Problem requirements ▸ Reproduce the passage of the article on the Senate's dismissal of the Mayorkas impeachment starting at "It’s the same, cynical play run by Soros-funded prosecutors." and ending at "federal constitutional crisis.".

Quoted text ▸
------------------------------------------------------------
April 19, 2024

Schumer-Led Senate Dismisses Mayorkas Impeachment Without Hearing Evidence

It’s the same, cynical play run by Soros-funded prosecutors.

By Joshua Arnold

In another norm-shattering Washington first, Senate Democrats on Wednesday killed both impeachment articles against Department of Homeland Security Secretary Alejandro Mayorkas without any show of procedure or trial — simply by declaring the articles unconstitutional. If this behavior rings a bell, that’s because it’s the same, cynical play run by Soros-funded prosecutors, escalated from local lawlessness to a federal constitutional crisis.

Ironically, “Senate Democrats tried to claim the constitutional high ground by dismissing the allegations as non-impeachable offenses,” recorded legal analyst and former federal prosecutor Andy McCarthy. “Of course, constitutionally speaking, that is not the Senate’s call. The Constitution vests the House with plenary authority over what an impeachable offense is. The Senate’s job is to try the case and acquit if it thinks the evidence is too weak.”

According to Article I of the U.S. Constitution, the U.S. House of Representatives has “the sole Power of Impeachment,” while the U.S. Senate has “the sole Power to try all Impeachments.” “Essentially, the Senate is sitting as a jury,” said Family Research Council President Tony Perkins, “based upon the charges that come over from the House.”
------------------------------------------------------------
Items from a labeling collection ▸
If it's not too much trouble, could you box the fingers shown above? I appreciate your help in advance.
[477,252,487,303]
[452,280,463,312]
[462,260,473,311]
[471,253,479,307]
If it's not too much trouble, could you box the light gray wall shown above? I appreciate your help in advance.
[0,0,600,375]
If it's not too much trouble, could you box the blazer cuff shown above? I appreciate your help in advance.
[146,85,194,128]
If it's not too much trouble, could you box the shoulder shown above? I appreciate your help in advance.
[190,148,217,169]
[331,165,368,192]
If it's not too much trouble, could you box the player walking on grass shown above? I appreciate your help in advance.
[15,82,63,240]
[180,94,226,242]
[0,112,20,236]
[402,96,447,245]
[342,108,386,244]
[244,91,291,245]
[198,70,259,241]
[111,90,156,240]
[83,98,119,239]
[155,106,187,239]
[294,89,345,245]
------------------------------------------------------------
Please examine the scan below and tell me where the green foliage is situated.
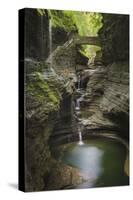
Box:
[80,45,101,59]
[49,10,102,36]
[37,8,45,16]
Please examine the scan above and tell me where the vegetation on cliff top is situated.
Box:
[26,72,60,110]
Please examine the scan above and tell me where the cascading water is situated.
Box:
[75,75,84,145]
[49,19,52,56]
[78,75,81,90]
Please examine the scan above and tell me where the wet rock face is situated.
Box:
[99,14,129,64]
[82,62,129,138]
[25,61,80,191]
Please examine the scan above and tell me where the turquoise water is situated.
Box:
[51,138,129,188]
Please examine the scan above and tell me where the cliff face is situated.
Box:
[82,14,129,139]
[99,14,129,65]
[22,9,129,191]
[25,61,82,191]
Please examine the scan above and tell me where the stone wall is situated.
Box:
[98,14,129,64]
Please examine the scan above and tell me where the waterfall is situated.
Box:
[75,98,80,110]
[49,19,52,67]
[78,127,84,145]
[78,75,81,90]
------------------------------------------------------------
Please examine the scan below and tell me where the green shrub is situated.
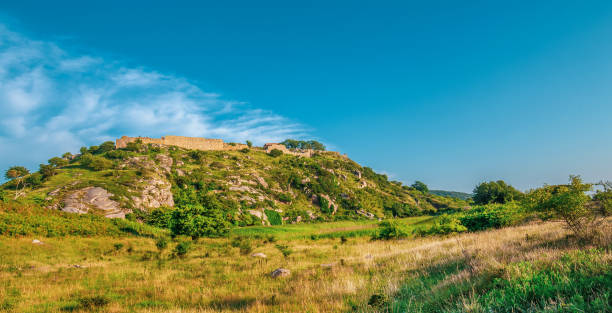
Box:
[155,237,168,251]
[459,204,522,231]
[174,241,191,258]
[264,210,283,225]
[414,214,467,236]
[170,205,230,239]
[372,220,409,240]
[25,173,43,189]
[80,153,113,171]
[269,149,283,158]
------------------------------------------------------------
In response ▸
It’s the same, cynical play run by Soros-funded prosecutors.

By Joshua Arnold

In another norm-shattering Washington first, Senate Democrats on Wednesday killed both impeachment articles against Department of Homeland Security Secretary Alejandro Mayorkas without any show of procedure or trial — simply by declaring the articles unconstitutional. If this behavior rings a bell, that’s because it’s the same, cynical play run by Soros-funded prosecutors, escalated from local lawlessness to a federal constitutional crisis.